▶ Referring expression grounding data
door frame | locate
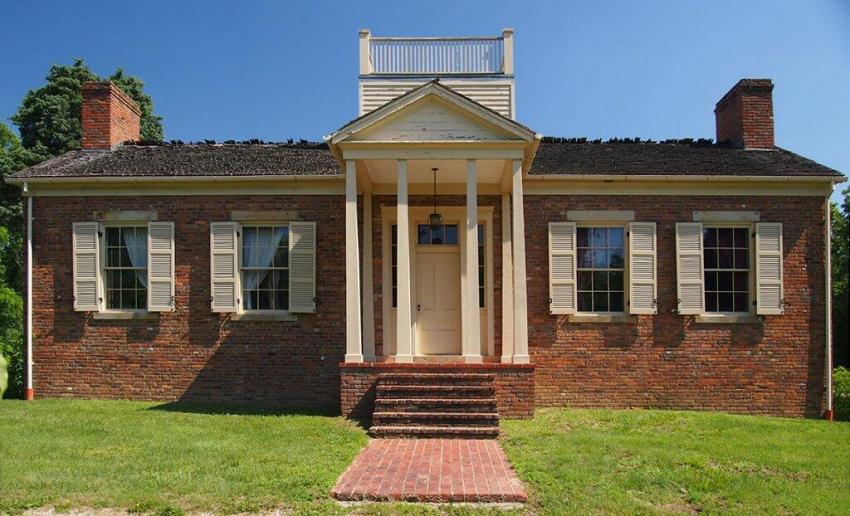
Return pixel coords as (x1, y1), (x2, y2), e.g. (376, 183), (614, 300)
(381, 205), (495, 358)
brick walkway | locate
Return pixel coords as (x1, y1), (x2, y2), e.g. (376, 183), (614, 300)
(331, 439), (528, 503)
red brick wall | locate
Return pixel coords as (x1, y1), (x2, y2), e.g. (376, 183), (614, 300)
(715, 79), (774, 149)
(340, 363), (535, 420)
(524, 195), (827, 417)
(82, 82), (141, 149)
(31, 195), (345, 410)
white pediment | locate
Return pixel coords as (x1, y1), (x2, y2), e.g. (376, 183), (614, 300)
(349, 98), (509, 142)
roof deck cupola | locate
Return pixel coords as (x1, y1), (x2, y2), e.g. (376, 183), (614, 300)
(358, 29), (516, 119)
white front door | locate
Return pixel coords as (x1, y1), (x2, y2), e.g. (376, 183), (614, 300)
(415, 249), (461, 354)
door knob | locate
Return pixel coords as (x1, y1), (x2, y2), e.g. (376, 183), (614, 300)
(417, 304), (421, 312)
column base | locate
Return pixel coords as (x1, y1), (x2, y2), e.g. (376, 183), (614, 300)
(464, 355), (483, 364)
(512, 355), (531, 364)
(344, 354), (364, 363)
(25, 388), (35, 401)
(501, 356), (514, 364)
(393, 354), (414, 363)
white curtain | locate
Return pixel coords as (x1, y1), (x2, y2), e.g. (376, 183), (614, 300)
(243, 227), (286, 309)
(123, 228), (148, 287)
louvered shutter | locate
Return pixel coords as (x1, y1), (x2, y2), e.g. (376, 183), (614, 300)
(288, 221), (316, 313)
(755, 223), (784, 315)
(147, 222), (175, 312)
(210, 222), (239, 312)
(676, 222), (704, 315)
(72, 222), (100, 311)
(629, 222), (657, 314)
(549, 222), (577, 314)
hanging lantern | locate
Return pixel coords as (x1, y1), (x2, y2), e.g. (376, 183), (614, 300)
(428, 167), (444, 231)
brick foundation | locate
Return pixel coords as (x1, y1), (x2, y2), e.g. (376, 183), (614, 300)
(340, 362), (535, 420)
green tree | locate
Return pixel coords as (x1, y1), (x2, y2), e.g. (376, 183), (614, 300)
(833, 187), (849, 367)
(11, 59), (163, 159)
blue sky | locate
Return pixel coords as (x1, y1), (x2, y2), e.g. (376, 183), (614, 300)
(2, 1), (847, 190)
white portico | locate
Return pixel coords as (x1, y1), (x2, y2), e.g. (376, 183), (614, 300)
(327, 76), (540, 364)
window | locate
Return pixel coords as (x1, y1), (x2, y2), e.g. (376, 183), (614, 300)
(478, 224), (485, 308)
(703, 226), (750, 313)
(391, 224), (397, 308)
(241, 226), (289, 311)
(418, 224), (459, 245)
(104, 226), (148, 310)
(576, 226), (625, 313)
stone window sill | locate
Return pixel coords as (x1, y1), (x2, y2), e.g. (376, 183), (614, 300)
(568, 313), (636, 324)
(93, 311), (160, 321)
(694, 314), (761, 324)
(231, 312), (298, 322)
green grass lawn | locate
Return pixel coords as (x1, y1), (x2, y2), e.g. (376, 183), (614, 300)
(1, 401), (848, 515)
(501, 408), (850, 515)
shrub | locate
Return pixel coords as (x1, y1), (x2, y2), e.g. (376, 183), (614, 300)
(835, 367), (850, 420)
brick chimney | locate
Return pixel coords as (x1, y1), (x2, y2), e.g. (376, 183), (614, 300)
(714, 79), (774, 150)
(82, 81), (142, 149)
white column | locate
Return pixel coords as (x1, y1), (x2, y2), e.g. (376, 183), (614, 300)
(362, 191), (375, 361)
(463, 160), (482, 363)
(501, 193), (515, 363)
(25, 191), (34, 400)
(344, 160), (363, 363)
(511, 159), (530, 363)
(395, 160), (414, 363)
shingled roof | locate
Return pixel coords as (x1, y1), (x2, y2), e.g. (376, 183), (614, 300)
(8, 139), (844, 181)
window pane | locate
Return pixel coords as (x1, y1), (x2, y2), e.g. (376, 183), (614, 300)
(734, 227), (749, 247)
(275, 289), (289, 311)
(593, 292), (608, 312)
(608, 250), (625, 268)
(120, 245), (133, 268)
(703, 227), (717, 248)
(705, 271), (718, 291)
(718, 248), (734, 269)
(703, 248), (717, 269)
(106, 227), (120, 246)
(718, 271), (733, 291)
(578, 271), (592, 290)
(718, 228), (734, 247)
(591, 228), (607, 247)
(257, 290), (272, 310)
(273, 246), (289, 268)
(418, 225), (430, 245)
(577, 249), (592, 268)
(734, 271), (748, 291)
(391, 225), (397, 245)
(479, 288), (484, 308)
(593, 271), (608, 291)
(705, 292), (718, 312)
(259, 271), (273, 290)
(478, 246), (484, 263)
(576, 227), (589, 247)
(136, 289), (147, 309)
(431, 225), (445, 244)
(578, 291), (592, 311)
(392, 287), (397, 307)
(734, 292), (749, 312)
(592, 249), (607, 268)
(108, 290), (120, 309)
(718, 292), (734, 312)
(121, 270), (136, 289)
(477, 225), (484, 241)
(609, 271), (624, 291)
(734, 249), (748, 269)
(444, 225), (457, 244)
(608, 228), (624, 248)
(609, 292), (624, 312)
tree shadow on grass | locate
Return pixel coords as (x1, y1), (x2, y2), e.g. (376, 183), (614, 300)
(148, 400), (338, 418)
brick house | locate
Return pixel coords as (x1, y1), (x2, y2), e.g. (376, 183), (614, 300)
(8, 30), (845, 436)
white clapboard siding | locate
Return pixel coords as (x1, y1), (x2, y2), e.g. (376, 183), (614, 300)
(210, 222), (240, 312)
(676, 222), (705, 315)
(289, 222), (317, 313)
(147, 222), (175, 312)
(629, 222), (657, 314)
(755, 223), (784, 315)
(353, 99), (506, 141)
(549, 222), (577, 314)
(72, 222), (100, 311)
(360, 80), (513, 118)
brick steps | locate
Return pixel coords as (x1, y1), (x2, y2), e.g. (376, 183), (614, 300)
(369, 372), (499, 439)
(369, 425), (500, 439)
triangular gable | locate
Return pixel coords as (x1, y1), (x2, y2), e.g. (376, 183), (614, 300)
(329, 81), (535, 144)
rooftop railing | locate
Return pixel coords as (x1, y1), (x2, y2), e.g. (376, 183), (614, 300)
(360, 29), (514, 76)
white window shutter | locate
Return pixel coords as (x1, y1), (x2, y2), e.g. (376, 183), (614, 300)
(289, 221), (316, 313)
(210, 222), (240, 312)
(72, 222), (100, 311)
(629, 222), (657, 314)
(147, 222), (175, 312)
(755, 223), (784, 315)
(675, 222), (704, 315)
(549, 222), (577, 314)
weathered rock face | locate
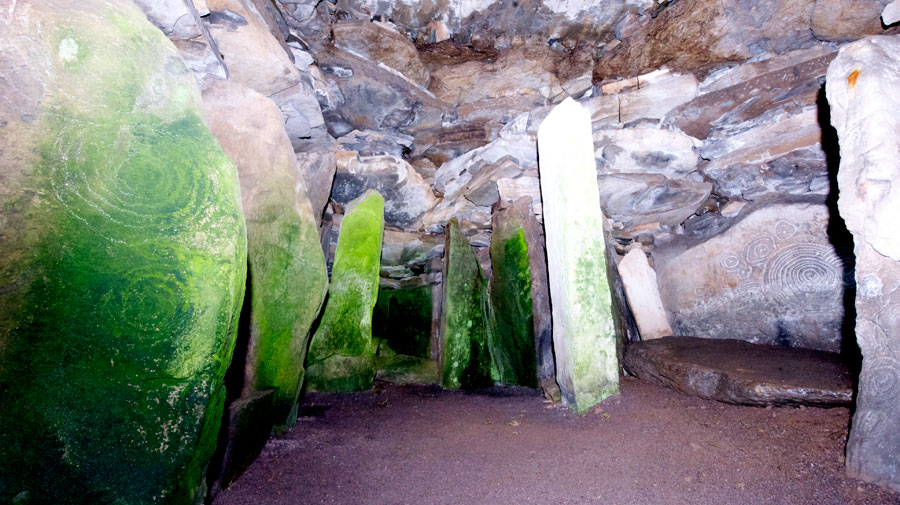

▶ TASK BRIEF
A precise copy of each record, with the images removed, should be output.

▶ PROBLEM SOLUTION
door frame | locate
Return pixel coords as (x1, y1), (x2, y2), e.g. (376, 183), (614, 300)
(381, 205), (495, 358)
brick walkway | locate
Return pixel coords as (x1, y1), (x2, y2), e.g. (376, 183), (614, 300)
(331, 439), (528, 503)
red brick wall | locate
Return pixel coords as (x1, y1), (x2, y2), e.g. (376, 183), (614, 300)
(715, 79), (774, 149)
(340, 363), (535, 420)
(524, 195), (827, 417)
(82, 82), (141, 149)
(31, 195), (345, 410)
white pediment | locate
Return pixel coords as (x1, y1), (x2, y2), e.g. (376, 183), (614, 300)
(349, 98), (509, 142)
roof deck cupola | locate
Return pixel coords as (x1, y1), (x2, y2), e.g. (376, 183), (614, 300)
(358, 29), (516, 119)
white front door | locate
Return pixel coords as (x1, y1), (x2, y2), e.g. (376, 183), (614, 300)
(415, 249), (461, 354)
door knob | locate
Return pixel coords as (x1, y1), (x2, y2), e.g. (376, 183), (614, 300)
(417, 304), (421, 312)
column base | locate
Return pixel coords as (x1, y1), (x2, y2), e.g. (376, 183), (614, 300)
(464, 355), (483, 364)
(512, 355), (531, 364)
(344, 354), (364, 363)
(25, 388), (35, 401)
(501, 356), (514, 364)
(393, 354), (414, 363)
white curtain | locate
Return pixel coords as (x1, y1), (x2, y2), e.g. (376, 183), (614, 300)
(243, 227), (286, 309)
(123, 228), (148, 287)
louvered shutter | locate
Return pixel coords as (x1, y1), (x2, y2), e.g. (376, 183), (614, 300)
(288, 221), (316, 313)
(755, 223), (784, 315)
(147, 222), (175, 312)
(210, 222), (239, 312)
(676, 222), (704, 315)
(72, 222), (100, 311)
(629, 222), (657, 314)
(549, 222), (577, 314)
hanging lantern | locate
Return pixel coords as (x1, y1), (x2, y2), e.g. (376, 183), (614, 300)
(428, 167), (444, 231)
brick foundation | locate
Return pixel coords as (x1, y1), (x2, y2), e.g. (376, 183), (614, 300)
(340, 362), (535, 420)
green tree | locate
Return pixel coords as (x1, y1), (x2, y2), e.g. (376, 183), (614, 300)
(833, 187), (849, 367)
(11, 59), (163, 159)
blue sky | locate
Return pixel coords as (x1, y1), (x2, y2), e.g. (376, 183), (614, 300)
(2, 1), (847, 190)
white portico | locate
Return pixel coords as (x1, y1), (x2, y2), e.g. (376, 183), (614, 300)
(327, 76), (540, 364)
window | locate
Return pixel coords as (x1, y1), (x2, y2), e.g. (376, 183), (614, 300)
(478, 224), (485, 308)
(703, 226), (750, 313)
(391, 224), (397, 308)
(241, 226), (289, 311)
(418, 224), (459, 245)
(104, 226), (148, 310)
(576, 226), (625, 313)
stone window sill | locate
Return pixel coords as (x1, y1), (x2, y2), e.g. (376, 183), (614, 300)
(568, 313), (636, 324)
(93, 311), (160, 321)
(694, 314), (761, 324)
(231, 312), (298, 322)
green grass lawn | locate
Return pixel coords as (x1, y1), (x2, y2), e.g. (376, 183), (614, 300)
(1, 401), (848, 515)
(501, 408), (850, 515)
shrub | locate
Return pixel coords as (x1, y1), (x2, y2), e.g. (376, 183), (614, 300)
(835, 367), (850, 420)
brick chimney | locate
Return pixel coords as (x1, y1), (x2, y2), e.g. (376, 183), (614, 300)
(714, 79), (774, 150)
(82, 81), (142, 149)
white column | locate
Return pixel coords as (x1, y1), (x2, y2), e.g. (376, 183), (614, 300)
(362, 191), (375, 361)
(463, 160), (482, 363)
(501, 193), (515, 363)
(25, 191), (34, 400)
(344, 160), (363, 363)
(511, 159), (530, 363)
(395, 160), (414, 363)
shingled roof | locate
Return pixel coords as (x1, y1), (x2, y2), e.g. (376, 183), (614, 300)
(8, 139), (844, 181)
window pane | locate
Return pixel coords as (x1, y1), (x2, y2), e.g. (376, 183), (614, 300)
(734, 227), (749, 247)
(275, 289), (289, 311)
(593, 292), (608, 312)
(608, 250), (625, 268)
(120, 245), (133, 268)
(703, 227), (717, 248)
(705, 271), (718, 291)
(718, 248), (734, 269)
(703, 248), (717, 269)
(106, 227), (120, 246)
(718, 271), (733, 291)
(578, 271), (592, 290)
(718, 228), (734, 247)
(591, 228), (607, 247)
(257, 290), (272, 310)
(273, 246), (289, 268)
(418, 225), (430, 245)
(577, 249), (592, 268)
(734, 271), (748, 291)
(391, 225), (397, 245)
(479, 288), (484, 308)
(593, 271), (608, 291)
(705, 292), (718, 312)
(259, 271), (273, 290)
(478, 246), (484, 263)
(576, 227), (589, 247)
(136, 289), (147, 309)
(431, 225), (445, 244)
(578, 291), (592, 311)
(392, 287), (397, 307)
(734, 292), (749, 312)
(592, 249), (607, 268)
(108, 290), (120, 309)
(718, 292), (734, 312)
(121, 270), (136, 289)
(477, 225), (484, 241)
(609, 271), (624, 291)
(734, 249), (748, 269)
(444, 225), (457, 244)
(608, 228), (624, 248)
(609, 292), (624, 312)
tree shadow on grass | locate
Return pixel coords as (x1, y1), (x2, y2), e.g. (376, 183), (614, 300)
(148, 400), (338, 418)
brick house | locate
Return pixel coords as (x1, y1), (x2, y2), e.g. (376, 183), (614, 300)
(8, 30), (845, 436)
white clapboard siding | locate
Return pixel coords as (x1, y1), (x2, y2), e.g. (376, 183), (614, 300)
(210, 222), (240, 312)
(676, 222), (705, 315)
(289, 222), (317, 313)
(147, 222), (175, 312)
(629, 222), (657, 314)
(755, 223), (784, 315)
(353, 99), (506, 141)
(549, 222), (577, 314)
(72, 222), (100, 311)
(360, 80), (513, 118)
brick steps | locate
Return pixel coords as (x1, y1), (x2, y2), e.g. (376, 183), (614, 300)
(369, 372), (499, 439)
(369, 425), (500, 439)
triangular gable | locate
Return pixel coords as (x1, y1), (x2, y2), e.g. (376, 183), (614, 300)
(329, 81), (535, 144)
rooftop railing | locate
Return pixel coords as (x1, y1), (x2, y2), e.g. (376, 183), (614, 300)
(360, 29), (514, 76)
white window shutter | locate
Return pixel coords as (x1, y1), (x2, y2), e.g. (376, 183), (614, 300)
(289, 221), (316, 313)
(210, 222), (240, 312)
(72, 222), (100, 311)
(629, 222), (657, 314)
(147, 222), (175, 312)
(755, 223), (784, 315)
(675, 222), (704, 315)
(549, 222), (577, 314)
weathered rock face | locate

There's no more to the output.